● **Set task**: Rewrite the material below from the line containing "Where can the apron" through the end, putting "sweater sleeve" wherever "cardigan sleeve" appears and changing nothing else.

● **Materials provided**:
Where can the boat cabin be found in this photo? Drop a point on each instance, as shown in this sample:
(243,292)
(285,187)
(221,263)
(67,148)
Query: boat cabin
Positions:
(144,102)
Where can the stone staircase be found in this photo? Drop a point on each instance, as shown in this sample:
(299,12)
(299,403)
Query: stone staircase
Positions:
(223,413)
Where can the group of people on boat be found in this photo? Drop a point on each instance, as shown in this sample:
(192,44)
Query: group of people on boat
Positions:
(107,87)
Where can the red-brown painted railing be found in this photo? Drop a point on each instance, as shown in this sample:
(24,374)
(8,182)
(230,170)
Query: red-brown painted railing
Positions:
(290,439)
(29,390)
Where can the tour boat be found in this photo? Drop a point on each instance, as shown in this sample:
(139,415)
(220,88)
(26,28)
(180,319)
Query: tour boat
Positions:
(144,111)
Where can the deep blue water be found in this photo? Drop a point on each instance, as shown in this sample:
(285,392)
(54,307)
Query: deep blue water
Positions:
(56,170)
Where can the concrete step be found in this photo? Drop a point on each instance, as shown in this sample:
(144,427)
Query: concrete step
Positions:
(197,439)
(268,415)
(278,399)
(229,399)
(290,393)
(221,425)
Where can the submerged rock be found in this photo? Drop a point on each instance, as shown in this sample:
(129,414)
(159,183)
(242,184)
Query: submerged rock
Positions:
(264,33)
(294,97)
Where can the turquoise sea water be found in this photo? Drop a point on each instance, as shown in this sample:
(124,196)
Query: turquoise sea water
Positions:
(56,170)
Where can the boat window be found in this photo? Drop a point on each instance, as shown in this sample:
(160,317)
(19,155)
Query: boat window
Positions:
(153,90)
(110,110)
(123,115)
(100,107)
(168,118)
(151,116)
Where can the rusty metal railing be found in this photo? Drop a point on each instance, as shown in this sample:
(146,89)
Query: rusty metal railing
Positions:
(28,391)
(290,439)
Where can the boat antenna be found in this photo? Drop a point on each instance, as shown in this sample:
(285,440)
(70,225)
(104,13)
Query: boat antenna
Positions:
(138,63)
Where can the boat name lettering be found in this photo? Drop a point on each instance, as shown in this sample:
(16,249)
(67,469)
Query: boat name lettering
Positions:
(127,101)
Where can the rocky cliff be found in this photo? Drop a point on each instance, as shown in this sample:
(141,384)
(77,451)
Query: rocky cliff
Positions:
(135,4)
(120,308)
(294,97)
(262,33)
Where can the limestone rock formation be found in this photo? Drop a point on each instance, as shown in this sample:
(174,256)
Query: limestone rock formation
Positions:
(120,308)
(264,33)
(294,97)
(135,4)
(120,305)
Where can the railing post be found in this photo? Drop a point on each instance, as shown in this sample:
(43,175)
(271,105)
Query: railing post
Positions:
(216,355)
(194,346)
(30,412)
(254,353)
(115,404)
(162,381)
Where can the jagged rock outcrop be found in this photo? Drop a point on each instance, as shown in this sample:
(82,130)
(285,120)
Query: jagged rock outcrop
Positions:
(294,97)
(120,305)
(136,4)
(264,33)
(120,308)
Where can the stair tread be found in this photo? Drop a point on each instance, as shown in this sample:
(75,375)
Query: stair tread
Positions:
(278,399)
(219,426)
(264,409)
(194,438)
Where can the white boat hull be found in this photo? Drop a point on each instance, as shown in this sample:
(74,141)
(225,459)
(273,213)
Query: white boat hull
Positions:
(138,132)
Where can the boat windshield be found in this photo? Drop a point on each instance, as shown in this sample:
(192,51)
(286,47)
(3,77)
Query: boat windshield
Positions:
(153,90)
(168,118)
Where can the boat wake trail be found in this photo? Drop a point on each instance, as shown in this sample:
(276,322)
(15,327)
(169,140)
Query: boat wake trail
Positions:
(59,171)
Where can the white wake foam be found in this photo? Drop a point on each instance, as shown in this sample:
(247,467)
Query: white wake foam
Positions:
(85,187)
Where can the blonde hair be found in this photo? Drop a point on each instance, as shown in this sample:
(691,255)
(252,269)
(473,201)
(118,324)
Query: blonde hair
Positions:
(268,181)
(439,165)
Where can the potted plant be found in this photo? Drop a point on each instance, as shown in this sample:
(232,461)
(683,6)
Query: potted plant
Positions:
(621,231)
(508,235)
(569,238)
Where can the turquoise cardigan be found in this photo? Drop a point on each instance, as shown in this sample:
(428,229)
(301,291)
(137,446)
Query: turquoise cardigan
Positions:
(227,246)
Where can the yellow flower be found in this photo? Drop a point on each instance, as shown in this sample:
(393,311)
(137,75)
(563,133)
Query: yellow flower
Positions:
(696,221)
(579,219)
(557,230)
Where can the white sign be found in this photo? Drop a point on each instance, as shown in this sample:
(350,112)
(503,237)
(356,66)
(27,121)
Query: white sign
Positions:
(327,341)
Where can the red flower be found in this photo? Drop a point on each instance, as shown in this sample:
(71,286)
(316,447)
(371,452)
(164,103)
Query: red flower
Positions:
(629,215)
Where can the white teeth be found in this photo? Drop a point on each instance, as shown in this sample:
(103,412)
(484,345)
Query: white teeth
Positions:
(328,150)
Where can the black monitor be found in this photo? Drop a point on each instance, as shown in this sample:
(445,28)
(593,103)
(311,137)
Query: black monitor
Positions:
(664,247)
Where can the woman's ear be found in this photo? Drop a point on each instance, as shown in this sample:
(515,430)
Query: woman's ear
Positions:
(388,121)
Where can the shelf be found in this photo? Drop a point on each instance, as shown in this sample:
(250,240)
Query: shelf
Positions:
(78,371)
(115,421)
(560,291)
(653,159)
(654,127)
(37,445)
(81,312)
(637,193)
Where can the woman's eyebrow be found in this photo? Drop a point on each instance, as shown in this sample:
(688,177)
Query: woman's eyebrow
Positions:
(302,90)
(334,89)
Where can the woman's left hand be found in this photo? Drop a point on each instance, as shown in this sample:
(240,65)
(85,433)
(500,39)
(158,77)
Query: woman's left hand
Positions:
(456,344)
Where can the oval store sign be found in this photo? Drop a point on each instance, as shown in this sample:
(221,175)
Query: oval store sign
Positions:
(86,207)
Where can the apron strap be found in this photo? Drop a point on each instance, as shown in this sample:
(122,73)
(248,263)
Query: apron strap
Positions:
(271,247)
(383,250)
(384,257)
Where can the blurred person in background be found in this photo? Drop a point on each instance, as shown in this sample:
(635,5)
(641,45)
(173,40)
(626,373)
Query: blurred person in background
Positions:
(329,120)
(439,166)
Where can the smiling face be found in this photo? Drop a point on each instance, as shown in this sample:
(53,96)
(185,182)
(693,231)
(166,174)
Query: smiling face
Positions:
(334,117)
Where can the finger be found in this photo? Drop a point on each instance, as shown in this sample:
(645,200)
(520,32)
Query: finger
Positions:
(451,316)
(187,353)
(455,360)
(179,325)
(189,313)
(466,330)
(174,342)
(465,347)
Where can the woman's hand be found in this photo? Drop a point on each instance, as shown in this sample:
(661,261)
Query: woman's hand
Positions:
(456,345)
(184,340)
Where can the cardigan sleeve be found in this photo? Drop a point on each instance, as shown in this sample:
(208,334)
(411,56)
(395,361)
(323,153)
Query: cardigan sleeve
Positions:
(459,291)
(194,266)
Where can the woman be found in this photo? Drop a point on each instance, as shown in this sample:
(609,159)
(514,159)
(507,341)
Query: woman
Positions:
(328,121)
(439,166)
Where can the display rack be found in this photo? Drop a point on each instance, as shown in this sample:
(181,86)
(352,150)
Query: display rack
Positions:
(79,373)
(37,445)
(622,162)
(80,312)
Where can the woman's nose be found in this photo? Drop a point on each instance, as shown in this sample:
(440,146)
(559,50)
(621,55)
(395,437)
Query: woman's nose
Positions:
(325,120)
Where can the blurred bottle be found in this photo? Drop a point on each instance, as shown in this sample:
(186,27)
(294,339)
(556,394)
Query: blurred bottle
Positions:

● **Expected answer**:
Where can the apron strap be found in this photo? Drop a point on each instance, as shown in this sample:
(122,73)
(248,263)
Query: apron strap
Positions:
(271,247)
(383,250)
(384,257)
Where can the blurred person in background be found in this photo? Drop a point on each instance, as shown in this sample:
(635,5)
(641,45)
(173,40)
(626,373)
Query: blurred person in background
Positions:
(329,120)
(439,166)
Where can the smiling face be found in this photo? Drop a point on each instance, as shown in this sample:
(53,96)
(185,182)
(693,231)
(166,174)
Query: smiling face
Positions:
(334,117)
Where can the finger be found in this photo? Drop a point on each instance, as shown in this sample:
(645,200)
(520,32)
Query: finger
Positions:
(451,316)
(187,353)
(455,360)
(179,325)
(189,313)
(466,330)
(174,342)
(465,347)
Where can the woman's hand be found in this photo? Drop a point on each instance, as shown in this sample:
(661,261)
Query: woman's hand
Positions:
(456,345)
(184,340)
Where can the sweater sleeve be found in this photo? Drop a point on each instance, as shown in this sample:
(208,334)
(411,56)
(395,361)
(323,153)
Query: sweater sleeve
Positions:
(459,291)
(194,266)
Where can the woman be found in this photo? Drop a point on each instance, as shown in this sample:
(609,159)
(514,159)
(507,341)
Query: woman
Positions:
(328,121)
(439,166)
Where can the display rack be found in this photo? Drop a point on each instance, as shown in this sample:
(181,86)
(352,150)
Query: display rack
Positions:
(79,373)
(37,445)
(622,162)
(80,312)
Where can the woman's nose be found in this photo? Drop a point on each instance, as shown in this sample:
(440,146)
(559,50)
(621,55)
(395,437)
Query: woman's nose
Positions:
(325,120)
Where can the blurred bottle be found in this photo? Drop a point on each instance, as shown in this sample:
(186,27)
(294,339)
(556,394)
Query: blurred bottle
Positions:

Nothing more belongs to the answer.